§ Texte à lire
===

Un pastel, attribué au père de Mme Vigée-Le Brun :
Portrait de Pierre de JELYOTTE (1713-1797)
Attribué à Louis Vigée
Pastel sur deux feuilles assemblées.
58 x 47 cm.
Provenance : Vente Ader Tajan, Drouot le 31 mars 1993, n°68 comme Ecole française du XVIIIe siècle
Bibliographie : Dictionnary of Pastellists, N.Jeffares, n°J.758.254 comme attribué à Louis Vigée
Expert : Cabinet De Bayser
* Source et infos complémentaires : Arvor Enchères, Dorothée Galludec (Lorient) - Vente du 7 mars 2020
Qui est notre homme, à la tenue si particulière ?
BIOGRAPHIE N°1
Le Chanteur Pierre de Jelyotte dans le rôle de la Nymphe Platée
Charles-Antoine Coypel
Huile sur toile, 18e siècle
Le Chanteur Pierre de Jelyotte dans le rôle de la Nymphe Platée dans l'Opéra-bouffe de Rameau " Platée ou Junon jalouse"
Image : RMN-Grand Palais (musée du Louvre) / René-Gabriel Ojéda
Pierre de Jélyotte (1713 - 1797)
Jéliote, Jéliot, Jéliotte.
Né à Lasseube le 13 avril 1713, mort le 12 octobre 1797 au château Labat à Estos, il est le second des six enfants de Joseph de Grichon, un négociant en laines et de Magdeleine de Mauco.
Le nom de Jéliote est emprunté à celui d'un domaine possédé par la famille.
Il est enfant de chœur à Lasseube, puis reçoit ses premières leçons de musique à Betharram, avant d'étudier le chant, le clavecin, la guitare, le violoncelle et la composition à la maîtrise de Saint-Étienne de Toulouse.
Il aurait été remarqué par Prince de Carignan, inspecteur général de l'Opéra. Il est à Paris en 1733, où il fait ses débuts à l'Opéra en octobre dans le rôle de l'Amour d'Hippolyte et Aricie de Jean-Philipe Rameau, puis il enchaîne les rôles secondaires.

===

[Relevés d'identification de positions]
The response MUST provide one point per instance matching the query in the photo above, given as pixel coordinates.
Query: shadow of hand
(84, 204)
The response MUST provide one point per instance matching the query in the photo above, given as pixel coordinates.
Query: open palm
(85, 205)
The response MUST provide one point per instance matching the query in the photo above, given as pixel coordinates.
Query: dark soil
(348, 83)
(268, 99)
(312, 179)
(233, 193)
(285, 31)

===

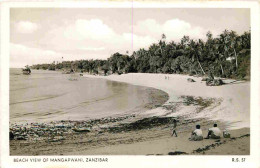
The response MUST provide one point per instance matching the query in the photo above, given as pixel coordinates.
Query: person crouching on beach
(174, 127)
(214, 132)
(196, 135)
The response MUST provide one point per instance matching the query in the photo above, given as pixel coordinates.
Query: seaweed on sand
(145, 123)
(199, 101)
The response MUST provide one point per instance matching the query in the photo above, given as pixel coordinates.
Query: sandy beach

===

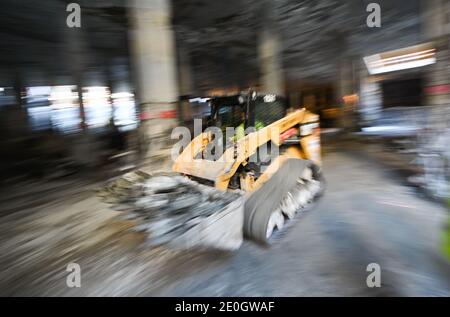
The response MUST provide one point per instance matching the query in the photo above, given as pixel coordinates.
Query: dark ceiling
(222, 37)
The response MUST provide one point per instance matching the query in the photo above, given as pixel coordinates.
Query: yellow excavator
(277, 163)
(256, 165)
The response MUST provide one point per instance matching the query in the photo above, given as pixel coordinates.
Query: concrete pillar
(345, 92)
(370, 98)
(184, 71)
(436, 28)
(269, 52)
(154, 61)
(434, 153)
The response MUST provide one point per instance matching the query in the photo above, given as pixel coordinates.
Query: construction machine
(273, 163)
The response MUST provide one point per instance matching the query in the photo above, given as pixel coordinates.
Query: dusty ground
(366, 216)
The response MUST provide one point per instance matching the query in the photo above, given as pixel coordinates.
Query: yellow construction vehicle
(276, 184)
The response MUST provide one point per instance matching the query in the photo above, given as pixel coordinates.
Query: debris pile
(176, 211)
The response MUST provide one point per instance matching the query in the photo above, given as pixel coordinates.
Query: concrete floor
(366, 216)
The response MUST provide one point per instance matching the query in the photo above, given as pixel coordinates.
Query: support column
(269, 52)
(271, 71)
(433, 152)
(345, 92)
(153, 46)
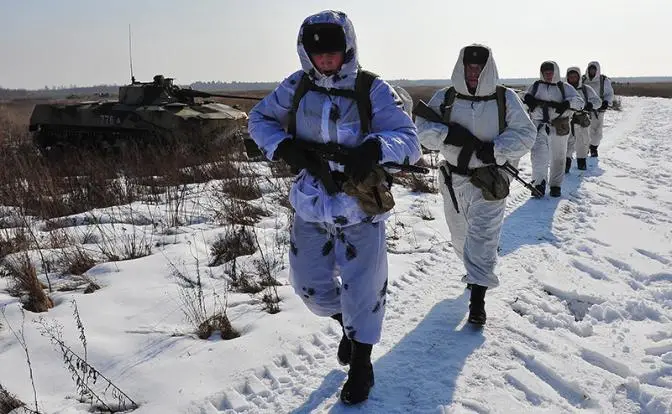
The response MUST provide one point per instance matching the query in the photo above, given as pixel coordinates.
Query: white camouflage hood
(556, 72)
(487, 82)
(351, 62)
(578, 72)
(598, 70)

===

§ Consigne 1
Reproduisez sans rien modifier le passage du texte sur Pierre de Jelyotte qui s'ouvre sur les mots contenant « Image : RMN-Grand » et se clôt sur « par la famille. ».
§ Consigne 2
Rassemblez toutes les lignes de la liste où figure la chaîne « beach ». La casse compte.

§ Solution rédigée 1
Image : RMN-Grand Palais (musée du Louvre) / René-Gabriel Ojéda
Pierre de Jélyotte (1713 - 1797)
Jéliote, Jéliot, Jéliotte.
Né à Lasseube le 13 avril 1713, mort le 12 octobre 1797 au château Labat à Estos, il est le second des six enfants de Joseph de Grichon, un négociant en laines et de Magdeleine de Mauco.
Le nom de Jéliote est emprunté à celui d'un domaine possédé par la famille.

§ Solution rédigée 2
Query: person crouching on beach
Query: sandy beach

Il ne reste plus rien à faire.